## Supplied data
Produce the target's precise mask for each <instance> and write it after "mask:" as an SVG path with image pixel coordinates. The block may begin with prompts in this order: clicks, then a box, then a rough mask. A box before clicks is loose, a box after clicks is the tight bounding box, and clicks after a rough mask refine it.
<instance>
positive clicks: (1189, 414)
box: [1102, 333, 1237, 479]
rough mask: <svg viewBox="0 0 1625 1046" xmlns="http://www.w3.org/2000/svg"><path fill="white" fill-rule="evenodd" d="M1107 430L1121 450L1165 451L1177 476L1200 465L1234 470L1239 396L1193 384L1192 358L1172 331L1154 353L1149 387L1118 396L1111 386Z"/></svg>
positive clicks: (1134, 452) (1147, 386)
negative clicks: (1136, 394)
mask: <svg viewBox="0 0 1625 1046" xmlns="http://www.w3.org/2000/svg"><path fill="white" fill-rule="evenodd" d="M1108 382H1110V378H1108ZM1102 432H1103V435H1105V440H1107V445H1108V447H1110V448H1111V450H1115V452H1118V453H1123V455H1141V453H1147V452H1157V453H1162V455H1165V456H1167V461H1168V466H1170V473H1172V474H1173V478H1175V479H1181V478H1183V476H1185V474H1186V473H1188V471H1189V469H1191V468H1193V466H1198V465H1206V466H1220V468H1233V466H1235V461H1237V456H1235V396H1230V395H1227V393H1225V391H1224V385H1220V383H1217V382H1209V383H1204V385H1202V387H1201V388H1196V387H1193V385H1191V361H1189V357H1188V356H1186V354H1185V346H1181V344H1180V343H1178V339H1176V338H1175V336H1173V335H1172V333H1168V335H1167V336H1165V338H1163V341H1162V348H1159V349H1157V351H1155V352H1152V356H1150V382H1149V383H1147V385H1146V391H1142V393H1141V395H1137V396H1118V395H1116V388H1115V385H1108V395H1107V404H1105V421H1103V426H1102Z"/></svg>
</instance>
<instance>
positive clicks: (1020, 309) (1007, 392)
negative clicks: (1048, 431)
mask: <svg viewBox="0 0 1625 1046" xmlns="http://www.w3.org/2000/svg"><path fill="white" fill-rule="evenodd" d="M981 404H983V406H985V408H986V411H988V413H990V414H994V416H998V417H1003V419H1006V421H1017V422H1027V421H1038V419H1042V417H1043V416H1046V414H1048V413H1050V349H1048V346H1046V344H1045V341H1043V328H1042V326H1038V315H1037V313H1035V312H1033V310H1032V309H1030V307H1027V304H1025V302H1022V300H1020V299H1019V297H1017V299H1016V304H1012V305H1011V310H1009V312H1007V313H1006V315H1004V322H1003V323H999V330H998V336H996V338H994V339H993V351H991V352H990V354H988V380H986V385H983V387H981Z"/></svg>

## Work order
Return all lines from the data that include the string "rough".

## Reply
Produce the target's precise mask for each <instance> and write it after "mask:" as an SVG path with image pixel coordinates. The block may begin with prompts in this order: clicks, then a box, then a rough mask. A box before clicks is loose, a box after clicks is the tight bounding box, and clicks after a rough mask refine it.
rough mask: <svg viewBox="0 0 1625 1046" xmlns="http://www.w3.org/2000/svg"><path fill="white" fill-rule="evenodd" d="M1107 430L1121 450L1165 451L1177 476L1200 465L1234 470L1239 396L1193 384L1192 358L1172 331L1154 353L1149 387L1118 396L1111 386Z"/></svg>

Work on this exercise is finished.